#### [Task to carry out]
Reproduce every line below, requests included. Scale each coordinate in the answers by 2.6 and round it to a whole number, rounding halves up. Leave the numbers inside the requests unchanged.

#### [Task material]
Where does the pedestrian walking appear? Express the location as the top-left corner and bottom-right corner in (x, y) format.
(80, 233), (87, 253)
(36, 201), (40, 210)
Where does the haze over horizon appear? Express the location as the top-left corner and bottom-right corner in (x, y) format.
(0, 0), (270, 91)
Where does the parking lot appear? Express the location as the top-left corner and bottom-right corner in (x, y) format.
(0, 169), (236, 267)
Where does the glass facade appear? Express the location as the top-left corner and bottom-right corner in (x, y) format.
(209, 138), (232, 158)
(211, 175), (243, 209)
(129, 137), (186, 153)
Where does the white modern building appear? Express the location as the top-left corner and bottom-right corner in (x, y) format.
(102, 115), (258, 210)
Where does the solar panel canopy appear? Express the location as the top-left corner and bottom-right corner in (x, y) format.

#### [Full output]
Where does the pedestrian walking appear? Express the location as the top-left corner and bottom-right corner in (x, y) format.
(208, 606), (226, 658)
(94, 523), (104, 546)
Where does the haze over horizon appear? Express the location as the top-left corner and bottom-right corner in (x, y) format.
(0, 0), (702, 237)
Where does the parking lot appear? Express the location as the top-left corner and bottom-right corner in (x, y) format.
(0, 439), (614, 694)
Where does the glass facade appear? Express the location as the top-left corner and bottom-right corner in (x, y) format.
(543, 359), (603, 411)
(549, 455), (632, 543)
(335, 356), (484, 398)
Where does the white modern building appear? Express the location as the top-left corner and bottom-right corner in (x, y) format.
(265, 299), (671, 546)
Where does the solar panel canopy appear? Express the location as the top-left corner and bottom-right corner in (x, y) format.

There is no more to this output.